Instrucciones:
(A) Copia del texto sobre Borges todo lo que va desde "Borges hizo más: cometió" hasta "al mundo entero.", cambiando "pecado" por "error".
(B) Pasa al inglés esta oración del texto sobre Borges: "Entonces el adolescente colectivo dio media vuelta, se apropió de Borges y lo exhibió como una de las riquezas naturales del país a la par de las cataratas del Iguazú, de la cordillera de los Andes o de la avenida 9 de Julio de Buenos Aires, la más ancha del mundo."

Página:
***

Los adolescentes se jactan de su amor por la libertad, pero sólo la piden para el grupo dentro del cual se mimetizan. El junco pensante de Pascal, si es joven, se agavilla en haces de pensamiento unánime. Borges era un junco solitario y orgulloso y se rehusaba al enfardamiento: el adolescente colectivo, pues, lo miraba como a una planta exótica y acaso dañina, como a un intruso en la ecología cultural del país.

Borges hizo más: cometió el pecado de no ser fanfarrón, que para la fanfarronería del adolescente colectivo es sinónimo de debilidad, de cobardía y de sabotaje a la defensa común contra los extraños, la vergonzosa confesión de que los argentinos no son fuertes, no son los mejores, no le dan punto y raya al mundo entero.

Hasta que el mundo entero reconoció, en Borges, a un escritor genial. Entonces el adolescente colectivo dio media vuelta, se apropió de Borges y lo exhibió como una de las riquezas naturales del país a la par de las cataratas del Iguazú, de la cordillera de los Andes o de la avenida 9 de Julio de Buenos Aires, la más ancha del mundo.

***

Datos proporcionados:
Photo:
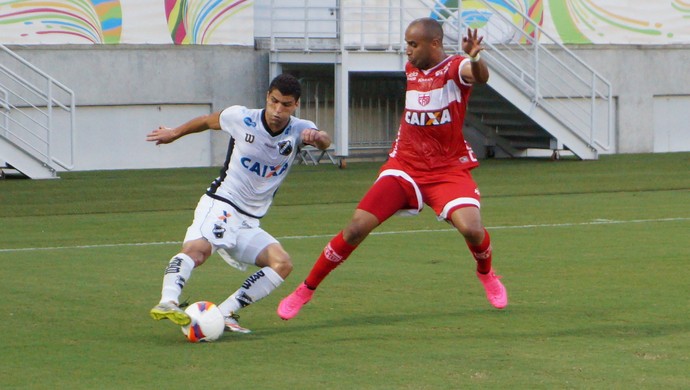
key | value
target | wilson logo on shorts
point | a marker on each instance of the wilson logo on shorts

***

Respuestas en orden:
(A)
Borges hizo más: cometió el error de no ser fanfarrón, que para la fanfarronería del adolescente colectivo es sinónimo de debilidad, de cobardía y de sabotaje a la defensa común contra los extraños, la vergonzosa confesión de que los argentinos no son fuertes, no son los mejores, no le dan punto y raya al mundo entero.

(B) Then the collective adolescent did an about-face, took Borges as its own, and showed him off as one of the country's natural treasures, on a par with Iguazú Falls, the Andes mountain range, or Buenos Aires's 9 de Julio Avenue, the widest in the world.